#### [EXERCISE REQUIREMENTS]
Copy every line of the material below verbatim, omitting the pictures from your output.

== RECORDS SUPPLIED ==

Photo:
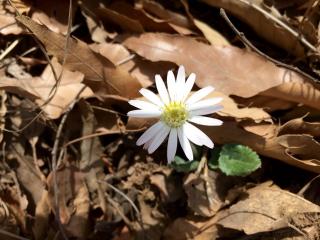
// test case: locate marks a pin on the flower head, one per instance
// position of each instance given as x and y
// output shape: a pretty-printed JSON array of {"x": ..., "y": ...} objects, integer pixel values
[{"x": 175, "y": 110}]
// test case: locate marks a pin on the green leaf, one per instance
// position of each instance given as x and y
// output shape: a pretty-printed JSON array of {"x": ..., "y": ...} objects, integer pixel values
[
  {"x": 181, "y": 165},
  {"x": 238, "y": 160}
]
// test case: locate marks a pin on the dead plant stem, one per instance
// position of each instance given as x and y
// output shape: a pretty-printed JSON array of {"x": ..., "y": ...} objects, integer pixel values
[{"x": 246, "y": 42}]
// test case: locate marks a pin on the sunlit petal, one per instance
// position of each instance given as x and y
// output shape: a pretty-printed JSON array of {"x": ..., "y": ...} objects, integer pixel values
[
  {"x": 185, "y": 144},
  {"x": 204, "y": 103},
  {"x": 161, "y": 87},
  {"x": 202, "y": 93},
  {"x": 172, "y": 144},
  {"x": 151, "y": 97},
  {"x": 158, "y": 139},
  {"x": 150, "y": 133},
  {"x": 188, "y": 86},
  {"x": 143, "y": 105},
  {"x": 196, "y": 136},
  {"x": 171, "y": 82},
  {"x": 144, "y": 113},
  {"x": 205, "y": 121}
]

===

#### [COMPLETE ANSWER]
Photo:
// test case: locate marks a pin on the flower head, one per instance
// position of each instance given as x and y
// output shape: a pretty-printed JSON array of {"x": ..., "y": ...} objects, integer pixel values
[{"x": 175, "y": 110}]
// test case: locate marks a pin on the green leaf, one per instance
// position of each instance given as x and y
// output shape: a pretty-printed JSON array of {"x": ..., "y": ...} objects, integer pixel values
[
  {"x": 181, "y": 165},
  {"x": 238, "y": 160}
]
// test case: locate marks a pin on the dead plant stem, one per instance
// position of each instance given as x and y
// output shape: a pretty-printed JSON array of {"x": ..., "y": ...} objects, integer pixel values
[{"x": 246, "y": 42}]
// test case: locate marks a pin on the sunlit petal, one per instance
// position of each instance given as x and y
// output shape: a pretty-printed JSON array of {"x": ..., "y": ...} objects, integer pixel values
[
  {"x": 185, "y": 144},
  {"x": 204, "y": 103},
  {"x": 161, "y": 87},
  {"x": 202, "y": 93},
  {"x": 172, "y": 144},
  {"x": 151, "y": 97},
  {"x": 158, "y": 139},
  {"x": 150, "y": 133},
  {"x": 188, "y": 86},
  {"x": 143, "y": 105},
  {"x": 196, "y": 136},
  {"x": 171, "y": 82},
  {"x": 144, "y": 113},
  {"x": 205, "y": 121}
]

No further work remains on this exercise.